Indique si cada afirmación coincide con el texto sobre las estatuas derribadas en Cartago y responda sí o no, citando textualmente las palabras del texto que lo deciden. 1. Fue el recién llegado obispo de Cartago quien mandó quitar el vitral de la catedral. 2. El busto de Rojas Pinilla terminó arrojado a un río. 3. Los estudiantes se llevaron la bandera junto con su asta.

TEXTO PROPORCIONADO —
----------

En lo primero que pensé luego de mirar el video de lo sucedido en Popayán, fue el vitral que estuvo colocado en nuestra catedral cuando -recién levantada por la labor persistente del presbítero Hernando Botero O´Byrne- él mismo decidió motu proprio dejar para eterno recuerdo la constancia de que esa fue su obra. Pero el recién llegado obispo de Cartago pensó que era un ejemplo de vanidad inconcebible en un prelado… y ordenó retirar esos cristales multicolores que forman el rostro como de santo de quien fue artífice del hermoso monumento, que nos muestra hasta las lejanías con sus 50 metros de altura. Y en una bóveda están todavía escondidos. Algo me dijo que ese no era el motivo de los recuerdos, que permanecían en el sótano de mi mente.
Llegué entonces a época más reciente, cuando el monumento con unos párrafos del más sentido himno a Cartago -“Elogio de la Ciudad Materna”, escrito por el cartagüeñísimo Don Luis Alfonso Delgado- fue demolido para dar paso a una escultura dizque con la imagen de la anciana indígena que le dio nombre al río “De la Vieja”. Y como también un cantante de música del despecho había reclamado puesto en nuestra historia casi cinco veces centenaria, pues decidieron autorizarle colocar su imagen… “un poco más allá”. No le gustó la que le hicieron y encargó un busto, posando como todo un “Pensador” de Rodin que se devana los sesos escribiendo las letras de sus canciones. Esos despropósitos tampoco aclararon mis inexplicables recuerdos.
La máquina del tiempo retrocedió otras tres décadas hasta 1957 y… eureka: allí comenzó a titilar la tómbola que premió mis esfuerzos mentales. Consulté a un amigo mayor, quien confirmó el hallazgo. Sí señor. Aquí también tumbaron una estatua: el busto del dictador Rojas Pinilla, puesto allí por un alcalde militar de Cartago en las épocas de la peor violencia política. Un militante del Partido Liberal -Yesid Mazuera Gutiérrez, quien después fue dos veces alcalde- condujo su jeep del que estaba amarrado con lazos ese busto, lo arrancó y recorrió toda la ciudad arrastrando lo que quedó, pues además fue incinerado. Detrás iban los estudiantes, respaldando con fervor ese acto reivindicatorio de la democracia, rota con el arribo al poder de los militares. Vea pues. Semejante tarea mental para que los muy borrosos recuerdos de mi primera infancia se esclarecieran… inclusive hasta ver los colores de la bandera nacional que mi madre había exhibido en los postigos de la ventana y que se llevaron unos estudiantes que participaban en la revuelta encaramados en una volqueta, dejando el asta porque estaba asegurada por dentro.
Este escrito es periodismo de información para recuerdo de nuestra historia lugareña, mi vocación tardía. Con el de opinión dejo sentada (más bien… parada) mi posición ante este “estatuicidio”: es una pendejada, que demuestra exceso de ignorancia y escasez de tolerancia. Solamente el de Rojas Pinilla se justificó, porque su paso ilegal por la presidencia de Colombia no alcanza a ser histórico y fue apenas una mancha en nuestro devenir cinco veces centenario. Qué paradoja. Los mismos que reclaman ser incluidos y no rechazados, son los que ahora quieren desconocer hechos históricos inmodificables: que somos el resultado de una mezcla triétnica de la que es parte mayoritaria la herencia española, dejando su impronta con el idioma, la religión, los apellidos y hasta las instituciones administrativas -como los municipios, las provincias y las regiones- en una labor de siglos. Solo falta la exigencia para que se vuelva siempre obligatorio y no solo en los carnavales de Pasto o Barranquilla… el uso de taparrabos con peineta de plumas incluida.
Para concluir esta metáfora: el ADN de la actual historia colombiana no puede ser modificado para extraerle una de sus partes.

----------

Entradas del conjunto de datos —
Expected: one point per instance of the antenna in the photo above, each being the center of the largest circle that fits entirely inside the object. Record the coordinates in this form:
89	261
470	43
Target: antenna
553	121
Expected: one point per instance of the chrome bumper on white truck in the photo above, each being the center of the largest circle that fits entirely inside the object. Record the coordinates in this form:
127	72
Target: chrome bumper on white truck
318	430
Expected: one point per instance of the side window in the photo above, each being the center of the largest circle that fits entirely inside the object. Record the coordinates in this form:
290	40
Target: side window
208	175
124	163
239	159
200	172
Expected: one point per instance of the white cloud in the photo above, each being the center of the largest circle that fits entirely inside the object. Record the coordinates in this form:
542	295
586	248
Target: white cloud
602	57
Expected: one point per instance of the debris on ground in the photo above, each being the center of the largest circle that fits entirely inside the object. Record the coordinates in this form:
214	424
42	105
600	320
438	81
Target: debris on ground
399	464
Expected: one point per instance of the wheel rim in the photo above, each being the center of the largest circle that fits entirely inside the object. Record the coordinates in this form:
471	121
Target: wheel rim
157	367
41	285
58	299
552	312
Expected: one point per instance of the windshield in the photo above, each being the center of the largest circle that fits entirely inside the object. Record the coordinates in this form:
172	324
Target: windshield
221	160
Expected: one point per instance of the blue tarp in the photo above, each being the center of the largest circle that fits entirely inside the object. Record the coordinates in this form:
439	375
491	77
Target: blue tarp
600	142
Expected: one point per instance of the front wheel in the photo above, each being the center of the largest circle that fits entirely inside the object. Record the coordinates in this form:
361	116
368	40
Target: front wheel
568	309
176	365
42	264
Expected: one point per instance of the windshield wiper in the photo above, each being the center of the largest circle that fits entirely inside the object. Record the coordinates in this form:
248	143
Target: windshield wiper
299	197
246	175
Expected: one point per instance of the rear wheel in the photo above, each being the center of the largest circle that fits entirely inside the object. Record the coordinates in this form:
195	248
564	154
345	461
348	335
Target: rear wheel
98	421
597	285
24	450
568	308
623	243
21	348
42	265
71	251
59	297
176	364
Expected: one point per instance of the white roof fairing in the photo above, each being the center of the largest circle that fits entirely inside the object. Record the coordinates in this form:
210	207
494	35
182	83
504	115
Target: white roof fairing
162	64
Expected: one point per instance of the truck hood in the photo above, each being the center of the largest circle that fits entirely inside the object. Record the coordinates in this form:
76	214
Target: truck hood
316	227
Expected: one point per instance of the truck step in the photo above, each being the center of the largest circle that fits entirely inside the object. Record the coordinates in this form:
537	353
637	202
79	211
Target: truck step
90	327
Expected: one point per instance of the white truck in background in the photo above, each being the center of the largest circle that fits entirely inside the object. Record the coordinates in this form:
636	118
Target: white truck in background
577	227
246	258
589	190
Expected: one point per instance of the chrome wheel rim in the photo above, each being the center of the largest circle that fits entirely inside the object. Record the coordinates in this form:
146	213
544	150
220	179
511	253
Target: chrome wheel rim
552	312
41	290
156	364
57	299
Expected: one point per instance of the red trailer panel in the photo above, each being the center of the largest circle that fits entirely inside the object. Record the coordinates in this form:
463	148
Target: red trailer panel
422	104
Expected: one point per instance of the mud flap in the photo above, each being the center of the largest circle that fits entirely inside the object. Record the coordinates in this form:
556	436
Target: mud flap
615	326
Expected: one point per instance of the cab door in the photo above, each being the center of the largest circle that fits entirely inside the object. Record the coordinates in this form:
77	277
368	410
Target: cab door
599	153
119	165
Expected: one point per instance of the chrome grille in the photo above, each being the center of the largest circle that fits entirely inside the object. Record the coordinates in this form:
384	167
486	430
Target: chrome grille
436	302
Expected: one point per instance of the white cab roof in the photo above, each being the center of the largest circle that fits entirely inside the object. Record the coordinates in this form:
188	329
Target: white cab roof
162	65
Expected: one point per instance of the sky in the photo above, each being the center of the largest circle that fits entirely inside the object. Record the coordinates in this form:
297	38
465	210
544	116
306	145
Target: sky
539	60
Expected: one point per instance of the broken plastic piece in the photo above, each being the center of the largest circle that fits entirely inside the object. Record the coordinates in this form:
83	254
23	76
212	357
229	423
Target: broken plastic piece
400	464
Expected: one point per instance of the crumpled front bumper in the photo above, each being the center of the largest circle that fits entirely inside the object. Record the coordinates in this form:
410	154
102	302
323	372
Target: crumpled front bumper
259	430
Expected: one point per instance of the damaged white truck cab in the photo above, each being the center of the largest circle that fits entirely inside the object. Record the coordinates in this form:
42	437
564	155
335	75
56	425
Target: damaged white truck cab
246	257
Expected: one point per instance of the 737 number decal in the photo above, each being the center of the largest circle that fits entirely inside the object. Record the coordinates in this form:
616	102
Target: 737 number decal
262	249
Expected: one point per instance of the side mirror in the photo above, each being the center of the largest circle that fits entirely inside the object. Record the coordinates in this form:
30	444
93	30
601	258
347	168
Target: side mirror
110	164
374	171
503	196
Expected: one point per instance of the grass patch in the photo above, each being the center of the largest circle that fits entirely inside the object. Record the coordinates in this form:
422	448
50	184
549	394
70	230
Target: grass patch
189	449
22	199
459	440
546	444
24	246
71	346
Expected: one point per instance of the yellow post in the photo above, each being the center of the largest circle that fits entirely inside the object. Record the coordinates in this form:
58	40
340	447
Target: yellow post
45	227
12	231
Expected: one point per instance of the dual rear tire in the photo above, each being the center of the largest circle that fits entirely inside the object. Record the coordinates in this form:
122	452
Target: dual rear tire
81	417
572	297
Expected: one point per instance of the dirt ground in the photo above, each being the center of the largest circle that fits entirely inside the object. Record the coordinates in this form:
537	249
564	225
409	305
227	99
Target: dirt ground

----------

RESPUESTA —
1. Sí: «el recién llegado obispo de Cartago pensó que era un ejemplo de vanidad inconcebible en un prelado… y ordenó retirar esos cristales multicolores».
2. No: «lo arrancó y recorrió toda la ciudad arrastrando lo que quedó, pues además fue incinerado».
3. No: «dejando el asta porque estaba asegurada por dentro».